§ Data extract:
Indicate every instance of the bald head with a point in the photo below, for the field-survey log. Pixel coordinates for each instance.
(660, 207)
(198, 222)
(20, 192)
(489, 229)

§ Task requirements: Reproduce all of the entries above in full, including their requests, and shift each pair of coordinates in the answers by adding 90 to both numbers.

§ The answer:
Indicate every instance of the bald head with a point in the photo below, for the field-survey log. Pixel coordinates for each instance.
(750, 297)
(288, 312)
(110, 282)
(579, 319)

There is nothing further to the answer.